» **WHAT TO DO**:
1) From the position description, extract the passage starting with "Expected outcomes will" and going on through "or Text Mining.", copying it word for word.
2) In the position description, which topics will receive special focus?
3) Rewrite the paragraph of the position description that begins "Expected outcomes will include" as a short list that keeps its main facts.

[SOURCE TEXT Boundary: Start]

The candidate will work within a multidisciplinary team involved in the development and application of biomedical text mining and natural language processing approaches.

The overall aim of this work is to develop and apply text mining and natural language processing technologies to biomedical literature, covering aspects related to automatic text classification using machine learning methods, the detection of entities of biological interest from text and the extraction and ranking of biological relations from the biomedical literature. A special focus will be given to certain topics such as cancer related literature and protein interactions.

Expected outcomes will include fundamental research in biomedical text mining, publications in high-impact journals and development of biomedical text mining applications and services. The resulting strategies will be applied to process article abstracts, full text articles as well as clinical records.

Applicants should possess an MSc (preferably a PhD) in biology, computer science or related areas with specific knowledge in Computer Science, Bioinformatics, Computational Linguistics, Statistics or Machine Learning or Text Mining.

1) Candidates should have the following qualifications:
- Competitive software engineering skills (demonstrable knowledge of at least two programming languages such as python, C/C++, Java, Perl and the development of online web applications).

[SOURCE TEXT Boundary: End]
[RECORDS PROVIDED Boundary: Start]

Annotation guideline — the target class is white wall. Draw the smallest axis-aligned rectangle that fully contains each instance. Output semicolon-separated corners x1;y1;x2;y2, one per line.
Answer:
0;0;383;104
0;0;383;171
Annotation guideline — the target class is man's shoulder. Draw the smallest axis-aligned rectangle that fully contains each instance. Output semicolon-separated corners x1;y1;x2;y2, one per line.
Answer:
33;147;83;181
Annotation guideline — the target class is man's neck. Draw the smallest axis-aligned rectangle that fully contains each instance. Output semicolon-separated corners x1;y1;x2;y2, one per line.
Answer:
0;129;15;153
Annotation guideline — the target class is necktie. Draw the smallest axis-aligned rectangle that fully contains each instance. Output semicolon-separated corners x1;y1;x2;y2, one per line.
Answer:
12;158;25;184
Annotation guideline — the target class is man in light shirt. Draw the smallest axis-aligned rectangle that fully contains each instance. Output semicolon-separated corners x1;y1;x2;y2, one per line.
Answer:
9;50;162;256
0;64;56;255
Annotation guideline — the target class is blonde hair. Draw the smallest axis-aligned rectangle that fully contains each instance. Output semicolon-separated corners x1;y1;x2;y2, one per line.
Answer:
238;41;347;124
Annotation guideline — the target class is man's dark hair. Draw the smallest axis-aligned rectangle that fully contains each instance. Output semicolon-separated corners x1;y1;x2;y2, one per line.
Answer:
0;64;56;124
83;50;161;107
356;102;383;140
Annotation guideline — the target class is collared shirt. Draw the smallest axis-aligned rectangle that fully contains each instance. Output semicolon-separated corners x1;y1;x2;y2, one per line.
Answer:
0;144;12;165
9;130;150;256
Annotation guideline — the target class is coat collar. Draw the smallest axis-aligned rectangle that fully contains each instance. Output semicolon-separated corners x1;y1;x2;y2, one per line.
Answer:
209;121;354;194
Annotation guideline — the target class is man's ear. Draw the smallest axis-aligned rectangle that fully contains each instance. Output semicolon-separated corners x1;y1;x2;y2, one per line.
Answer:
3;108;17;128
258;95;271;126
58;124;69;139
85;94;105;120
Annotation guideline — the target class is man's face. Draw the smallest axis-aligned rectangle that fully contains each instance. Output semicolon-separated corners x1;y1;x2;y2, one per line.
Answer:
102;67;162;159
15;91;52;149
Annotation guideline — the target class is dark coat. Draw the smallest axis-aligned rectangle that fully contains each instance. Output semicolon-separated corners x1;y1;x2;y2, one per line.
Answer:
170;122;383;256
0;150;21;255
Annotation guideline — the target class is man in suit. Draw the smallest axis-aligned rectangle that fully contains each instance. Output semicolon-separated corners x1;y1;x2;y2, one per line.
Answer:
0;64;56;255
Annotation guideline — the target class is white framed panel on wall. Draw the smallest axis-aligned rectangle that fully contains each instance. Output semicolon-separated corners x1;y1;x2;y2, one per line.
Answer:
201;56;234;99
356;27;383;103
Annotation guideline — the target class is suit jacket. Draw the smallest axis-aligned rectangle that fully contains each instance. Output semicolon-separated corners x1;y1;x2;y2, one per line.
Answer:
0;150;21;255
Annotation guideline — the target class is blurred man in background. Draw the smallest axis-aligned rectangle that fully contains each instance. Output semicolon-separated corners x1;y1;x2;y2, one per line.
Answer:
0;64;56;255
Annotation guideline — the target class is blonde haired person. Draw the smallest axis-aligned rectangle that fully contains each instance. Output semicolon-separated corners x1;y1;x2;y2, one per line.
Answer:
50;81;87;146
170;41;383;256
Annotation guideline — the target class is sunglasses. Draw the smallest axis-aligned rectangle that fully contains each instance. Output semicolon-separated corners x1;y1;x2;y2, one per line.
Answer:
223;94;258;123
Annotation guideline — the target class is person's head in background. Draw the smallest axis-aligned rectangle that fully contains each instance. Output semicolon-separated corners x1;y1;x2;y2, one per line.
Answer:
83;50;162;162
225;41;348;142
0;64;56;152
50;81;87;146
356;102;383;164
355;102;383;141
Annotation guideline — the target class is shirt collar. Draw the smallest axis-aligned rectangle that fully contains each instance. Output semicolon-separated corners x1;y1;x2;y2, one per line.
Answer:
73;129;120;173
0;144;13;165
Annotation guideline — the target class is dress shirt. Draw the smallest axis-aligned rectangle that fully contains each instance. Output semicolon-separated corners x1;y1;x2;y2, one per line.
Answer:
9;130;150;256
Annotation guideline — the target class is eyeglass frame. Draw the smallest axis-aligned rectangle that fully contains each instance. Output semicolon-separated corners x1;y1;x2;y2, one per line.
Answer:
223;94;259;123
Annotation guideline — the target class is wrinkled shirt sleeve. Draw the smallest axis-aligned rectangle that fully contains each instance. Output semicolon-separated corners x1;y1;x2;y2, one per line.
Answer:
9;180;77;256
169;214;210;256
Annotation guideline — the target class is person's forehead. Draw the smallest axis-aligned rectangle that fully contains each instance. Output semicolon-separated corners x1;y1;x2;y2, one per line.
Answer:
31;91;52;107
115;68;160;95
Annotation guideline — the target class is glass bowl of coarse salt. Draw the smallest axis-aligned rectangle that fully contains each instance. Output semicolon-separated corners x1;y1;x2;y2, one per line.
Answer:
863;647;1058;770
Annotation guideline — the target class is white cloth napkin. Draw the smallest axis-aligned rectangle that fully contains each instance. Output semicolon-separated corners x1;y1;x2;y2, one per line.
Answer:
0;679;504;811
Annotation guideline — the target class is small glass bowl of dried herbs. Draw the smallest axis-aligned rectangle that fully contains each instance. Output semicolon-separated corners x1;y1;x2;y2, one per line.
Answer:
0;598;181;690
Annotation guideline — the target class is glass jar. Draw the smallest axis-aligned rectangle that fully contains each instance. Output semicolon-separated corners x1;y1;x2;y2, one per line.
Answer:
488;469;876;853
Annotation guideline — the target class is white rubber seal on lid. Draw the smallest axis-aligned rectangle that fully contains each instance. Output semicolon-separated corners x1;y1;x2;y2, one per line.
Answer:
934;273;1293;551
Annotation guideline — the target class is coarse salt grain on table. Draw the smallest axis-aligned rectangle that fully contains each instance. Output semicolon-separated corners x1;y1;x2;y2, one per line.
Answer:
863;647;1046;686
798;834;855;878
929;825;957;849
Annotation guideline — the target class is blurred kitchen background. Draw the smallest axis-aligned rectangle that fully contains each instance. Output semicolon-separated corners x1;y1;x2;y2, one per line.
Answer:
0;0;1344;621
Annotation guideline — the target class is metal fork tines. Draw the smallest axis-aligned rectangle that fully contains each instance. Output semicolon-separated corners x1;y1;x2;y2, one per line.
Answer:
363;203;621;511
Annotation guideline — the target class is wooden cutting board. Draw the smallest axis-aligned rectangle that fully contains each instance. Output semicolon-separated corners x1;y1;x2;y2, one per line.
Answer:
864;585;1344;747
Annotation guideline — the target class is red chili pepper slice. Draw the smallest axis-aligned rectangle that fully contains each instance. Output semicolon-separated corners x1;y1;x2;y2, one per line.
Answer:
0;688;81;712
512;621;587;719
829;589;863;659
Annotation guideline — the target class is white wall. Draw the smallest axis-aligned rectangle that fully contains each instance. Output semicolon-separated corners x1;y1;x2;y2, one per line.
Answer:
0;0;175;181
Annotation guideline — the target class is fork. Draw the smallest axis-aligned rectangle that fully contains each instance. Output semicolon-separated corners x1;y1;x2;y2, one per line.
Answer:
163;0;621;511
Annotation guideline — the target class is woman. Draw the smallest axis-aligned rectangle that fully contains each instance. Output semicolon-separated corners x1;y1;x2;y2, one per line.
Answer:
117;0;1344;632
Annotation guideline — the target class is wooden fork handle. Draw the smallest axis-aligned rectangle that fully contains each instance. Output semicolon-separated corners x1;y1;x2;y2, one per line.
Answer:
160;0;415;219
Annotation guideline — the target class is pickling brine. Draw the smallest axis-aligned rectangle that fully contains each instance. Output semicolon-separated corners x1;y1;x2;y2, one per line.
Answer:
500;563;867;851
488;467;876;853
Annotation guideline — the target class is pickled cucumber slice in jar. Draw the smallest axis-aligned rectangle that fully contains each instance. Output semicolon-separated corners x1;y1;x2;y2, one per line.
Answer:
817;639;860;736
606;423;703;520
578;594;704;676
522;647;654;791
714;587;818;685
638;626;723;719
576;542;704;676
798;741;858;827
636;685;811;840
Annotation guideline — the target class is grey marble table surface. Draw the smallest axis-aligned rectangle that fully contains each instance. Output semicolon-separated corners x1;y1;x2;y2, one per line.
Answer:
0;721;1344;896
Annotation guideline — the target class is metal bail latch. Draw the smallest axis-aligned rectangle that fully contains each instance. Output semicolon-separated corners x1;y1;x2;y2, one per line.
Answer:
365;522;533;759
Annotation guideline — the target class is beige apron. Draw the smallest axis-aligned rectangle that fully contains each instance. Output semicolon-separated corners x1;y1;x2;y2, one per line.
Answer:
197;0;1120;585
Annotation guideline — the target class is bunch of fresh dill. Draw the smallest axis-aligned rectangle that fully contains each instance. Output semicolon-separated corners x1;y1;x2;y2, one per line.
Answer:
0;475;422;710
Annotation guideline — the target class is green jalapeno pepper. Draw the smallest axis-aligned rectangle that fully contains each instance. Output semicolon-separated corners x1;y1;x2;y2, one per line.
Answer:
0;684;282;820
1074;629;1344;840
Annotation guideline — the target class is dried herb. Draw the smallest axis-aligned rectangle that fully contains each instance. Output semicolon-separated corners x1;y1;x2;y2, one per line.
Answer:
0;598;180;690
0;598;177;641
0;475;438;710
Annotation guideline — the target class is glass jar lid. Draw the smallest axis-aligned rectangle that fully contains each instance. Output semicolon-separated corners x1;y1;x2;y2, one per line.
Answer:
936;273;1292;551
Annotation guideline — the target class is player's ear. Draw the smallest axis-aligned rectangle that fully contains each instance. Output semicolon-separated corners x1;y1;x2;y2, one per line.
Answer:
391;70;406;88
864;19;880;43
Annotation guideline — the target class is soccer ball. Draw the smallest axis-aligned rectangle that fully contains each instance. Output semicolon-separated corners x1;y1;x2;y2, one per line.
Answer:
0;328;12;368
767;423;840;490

[RECORDS PROVIDED Boundary: End]

» **RESPONSES PER TASK**:
1)
Expected outcomes will include fundamental research in biomedical text mining, publications in high-impact journals and development of biomedical text mining applications and services. The resulting strategies will be applied to process article abstracts, full text articles as well as clinical records.

Applicants should possess an MSc (preferably a PhD) in biology, computer science or related areas with specific knowledge in Computer Science, Bioinformatics, Computational Linguistics, Statistics or Machine Learning or Text Mining.

2) Cancer related literature and protein interactions.

3)
- Expected outcomes: fundamental research in biomedical text mining, publications in high-impact journals, and development of biomedical text mining applications and services.
- The resulting strategies will be applied to article abstracts, full text articles and clinical records.